- _WHAT TO WORK ON_
Copy the lines of the records below word for word, starting at the line with "[segment] slate roof" and ending at the line with "POLYGON ((103 44, 95", both included. Leave out any pictures.

########

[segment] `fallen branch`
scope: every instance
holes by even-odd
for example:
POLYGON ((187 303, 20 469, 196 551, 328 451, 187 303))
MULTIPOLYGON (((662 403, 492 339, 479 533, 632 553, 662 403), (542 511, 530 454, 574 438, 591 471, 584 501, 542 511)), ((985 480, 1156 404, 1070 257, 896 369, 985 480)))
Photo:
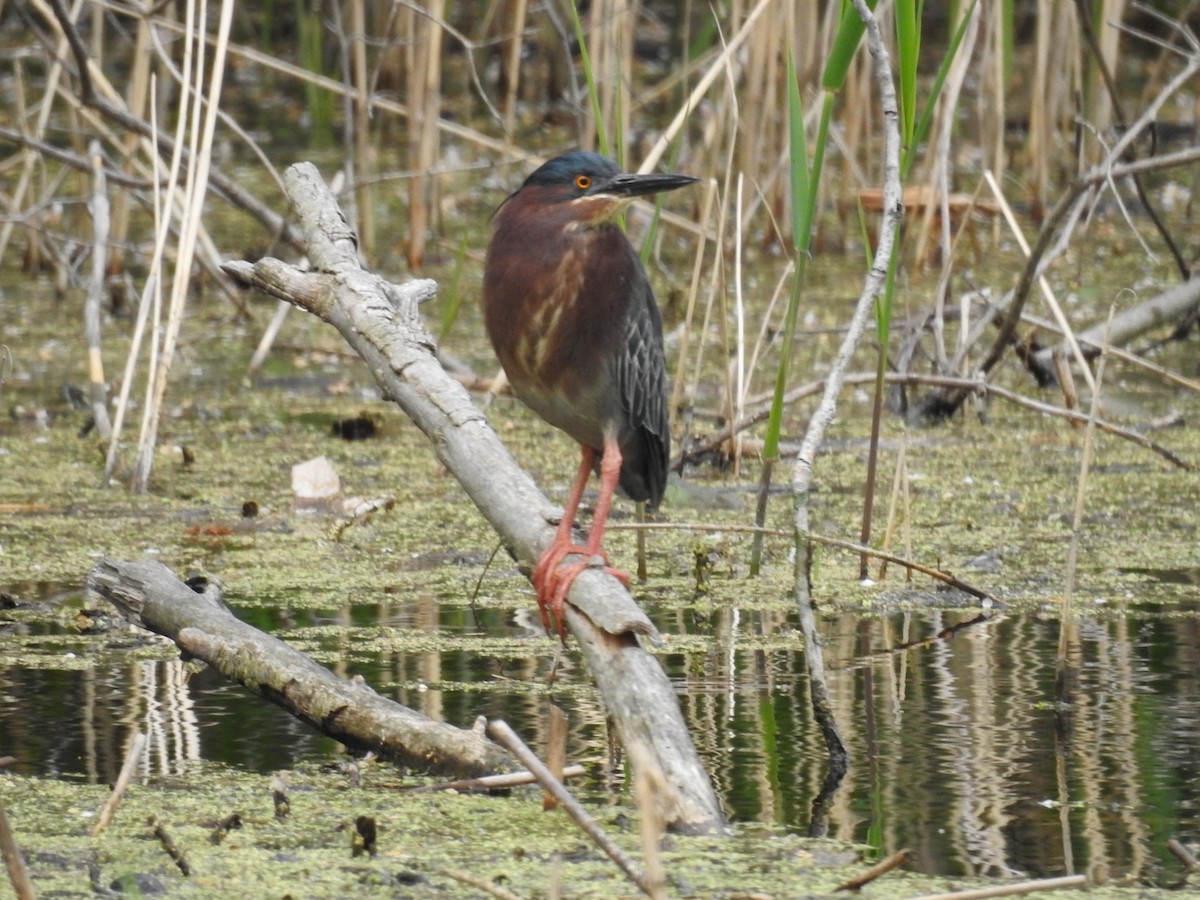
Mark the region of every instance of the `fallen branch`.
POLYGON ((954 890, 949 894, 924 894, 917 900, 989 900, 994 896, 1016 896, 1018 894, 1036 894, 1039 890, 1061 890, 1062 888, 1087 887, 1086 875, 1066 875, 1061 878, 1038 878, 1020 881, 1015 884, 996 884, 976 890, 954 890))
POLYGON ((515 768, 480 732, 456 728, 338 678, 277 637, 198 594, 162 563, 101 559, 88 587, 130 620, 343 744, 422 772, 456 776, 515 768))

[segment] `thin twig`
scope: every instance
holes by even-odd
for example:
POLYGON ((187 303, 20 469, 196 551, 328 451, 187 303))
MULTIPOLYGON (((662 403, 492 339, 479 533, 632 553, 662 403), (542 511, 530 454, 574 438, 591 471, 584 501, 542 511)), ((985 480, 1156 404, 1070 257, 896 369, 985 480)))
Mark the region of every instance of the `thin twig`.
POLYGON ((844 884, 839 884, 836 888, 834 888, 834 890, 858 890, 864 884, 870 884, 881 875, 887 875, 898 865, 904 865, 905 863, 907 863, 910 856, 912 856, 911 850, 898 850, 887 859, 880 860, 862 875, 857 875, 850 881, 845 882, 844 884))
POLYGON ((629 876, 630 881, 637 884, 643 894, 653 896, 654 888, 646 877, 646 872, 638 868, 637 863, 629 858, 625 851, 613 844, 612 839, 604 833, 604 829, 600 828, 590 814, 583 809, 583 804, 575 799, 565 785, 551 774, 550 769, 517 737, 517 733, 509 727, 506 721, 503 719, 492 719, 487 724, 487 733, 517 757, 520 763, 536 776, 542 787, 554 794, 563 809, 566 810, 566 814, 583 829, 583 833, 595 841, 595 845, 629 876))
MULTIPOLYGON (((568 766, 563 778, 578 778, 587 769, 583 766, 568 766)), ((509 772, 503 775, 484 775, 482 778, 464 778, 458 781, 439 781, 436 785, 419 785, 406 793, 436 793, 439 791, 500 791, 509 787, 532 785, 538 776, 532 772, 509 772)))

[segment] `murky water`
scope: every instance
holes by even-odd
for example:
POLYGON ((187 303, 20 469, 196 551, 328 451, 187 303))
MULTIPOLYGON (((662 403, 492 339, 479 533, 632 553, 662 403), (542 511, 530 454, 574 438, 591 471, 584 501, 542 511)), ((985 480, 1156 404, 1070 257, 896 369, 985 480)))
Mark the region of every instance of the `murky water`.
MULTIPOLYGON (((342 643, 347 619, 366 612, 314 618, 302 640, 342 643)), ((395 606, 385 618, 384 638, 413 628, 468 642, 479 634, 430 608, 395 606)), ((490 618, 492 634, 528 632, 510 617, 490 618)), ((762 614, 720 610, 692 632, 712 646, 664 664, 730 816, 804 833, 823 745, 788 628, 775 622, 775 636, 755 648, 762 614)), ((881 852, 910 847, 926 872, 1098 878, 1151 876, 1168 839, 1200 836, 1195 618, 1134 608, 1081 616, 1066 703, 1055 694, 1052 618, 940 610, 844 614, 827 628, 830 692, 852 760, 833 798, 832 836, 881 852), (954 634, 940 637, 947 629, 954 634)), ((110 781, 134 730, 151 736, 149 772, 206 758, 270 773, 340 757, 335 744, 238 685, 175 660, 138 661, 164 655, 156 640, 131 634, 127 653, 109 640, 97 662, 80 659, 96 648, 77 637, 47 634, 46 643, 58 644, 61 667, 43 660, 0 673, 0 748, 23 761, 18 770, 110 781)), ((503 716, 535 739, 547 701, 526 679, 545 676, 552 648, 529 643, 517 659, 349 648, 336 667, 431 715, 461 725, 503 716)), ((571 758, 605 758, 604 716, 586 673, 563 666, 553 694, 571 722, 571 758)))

########

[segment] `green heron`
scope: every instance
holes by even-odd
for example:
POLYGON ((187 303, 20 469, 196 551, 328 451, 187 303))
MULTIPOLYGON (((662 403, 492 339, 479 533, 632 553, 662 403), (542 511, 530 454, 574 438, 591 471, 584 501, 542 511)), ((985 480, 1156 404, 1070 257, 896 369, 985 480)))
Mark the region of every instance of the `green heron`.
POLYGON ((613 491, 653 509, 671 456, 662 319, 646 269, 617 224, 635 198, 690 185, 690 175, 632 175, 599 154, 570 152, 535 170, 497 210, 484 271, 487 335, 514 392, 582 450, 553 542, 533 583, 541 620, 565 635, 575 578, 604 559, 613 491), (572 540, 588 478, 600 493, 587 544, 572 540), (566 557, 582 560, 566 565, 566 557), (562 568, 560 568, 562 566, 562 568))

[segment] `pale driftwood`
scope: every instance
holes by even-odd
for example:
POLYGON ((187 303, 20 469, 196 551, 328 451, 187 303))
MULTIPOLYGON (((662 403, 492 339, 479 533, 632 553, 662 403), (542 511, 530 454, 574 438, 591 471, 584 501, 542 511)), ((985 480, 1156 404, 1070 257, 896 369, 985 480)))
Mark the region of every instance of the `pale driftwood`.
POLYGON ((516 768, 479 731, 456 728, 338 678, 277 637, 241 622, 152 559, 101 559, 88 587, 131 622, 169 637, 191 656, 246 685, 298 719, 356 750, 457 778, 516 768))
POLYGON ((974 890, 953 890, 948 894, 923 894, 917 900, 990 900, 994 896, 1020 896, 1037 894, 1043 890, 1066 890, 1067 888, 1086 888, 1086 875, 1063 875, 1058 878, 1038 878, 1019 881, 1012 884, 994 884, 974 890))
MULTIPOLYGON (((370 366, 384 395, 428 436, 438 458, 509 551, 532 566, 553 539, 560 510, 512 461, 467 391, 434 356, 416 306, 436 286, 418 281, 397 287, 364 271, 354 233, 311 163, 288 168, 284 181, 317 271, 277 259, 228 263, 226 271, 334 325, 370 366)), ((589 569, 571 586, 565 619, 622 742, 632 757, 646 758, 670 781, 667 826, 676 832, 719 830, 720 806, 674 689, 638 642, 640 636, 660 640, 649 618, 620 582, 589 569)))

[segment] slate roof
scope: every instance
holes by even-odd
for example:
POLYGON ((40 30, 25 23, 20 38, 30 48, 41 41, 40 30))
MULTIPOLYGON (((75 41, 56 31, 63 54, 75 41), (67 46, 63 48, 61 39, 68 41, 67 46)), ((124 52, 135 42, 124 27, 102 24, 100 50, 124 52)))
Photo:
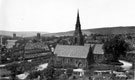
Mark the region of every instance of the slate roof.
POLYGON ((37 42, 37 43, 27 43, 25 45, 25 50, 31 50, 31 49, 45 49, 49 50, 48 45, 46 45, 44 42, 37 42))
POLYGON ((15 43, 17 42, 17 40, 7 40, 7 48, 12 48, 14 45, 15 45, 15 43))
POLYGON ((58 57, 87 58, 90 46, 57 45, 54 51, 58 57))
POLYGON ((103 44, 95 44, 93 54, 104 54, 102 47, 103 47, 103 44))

########

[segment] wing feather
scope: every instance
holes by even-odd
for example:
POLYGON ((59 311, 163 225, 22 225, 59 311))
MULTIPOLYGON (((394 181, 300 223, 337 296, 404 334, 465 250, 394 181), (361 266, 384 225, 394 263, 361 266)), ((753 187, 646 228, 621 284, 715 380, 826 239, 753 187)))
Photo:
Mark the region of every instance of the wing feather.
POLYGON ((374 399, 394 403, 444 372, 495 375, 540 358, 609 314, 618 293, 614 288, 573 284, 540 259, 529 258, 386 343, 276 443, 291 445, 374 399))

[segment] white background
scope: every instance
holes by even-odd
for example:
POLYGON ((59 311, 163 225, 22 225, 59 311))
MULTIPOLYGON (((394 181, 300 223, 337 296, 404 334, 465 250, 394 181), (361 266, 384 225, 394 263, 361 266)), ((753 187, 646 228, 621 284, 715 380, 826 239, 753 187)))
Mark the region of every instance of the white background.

########

- _ANSWER FOR THE TASK_
[segment] slate roof
scope: every instance
holes by even-odd
for example:
POLYGON ((40 30, 25 23, 20 38, 30 48, 41 41, 40 30))
MULTIPOLYGON (((75 41, 56 31, 63 54, 75 41), (67 46, 63 48, 61 39, 68 41, 67 46)), ((124 52, 135 42, 124 27, 102 24, 100 50, 124 52)))
Photo:
Mark the region of every instance of the slate roof.
POLYGON ((37 42, 37 43, 27 43, 25 45, 25 50, 31 50, 31 49, 45 49, 49 50, 48 45, 46 45, 44 42, 37 42))
POLYGON ((15 43, 17 42, 17 40, 7 40, 7 48, 12 48, 14 45, 15 45, 15 43))
POLYGON ((58 57, 87 58, 90 46, 57 45, 54 51, 58 57))
POLYGON ((103 44, 95 44, 93 54, 104 54, 102 47, 103 47, 103 44))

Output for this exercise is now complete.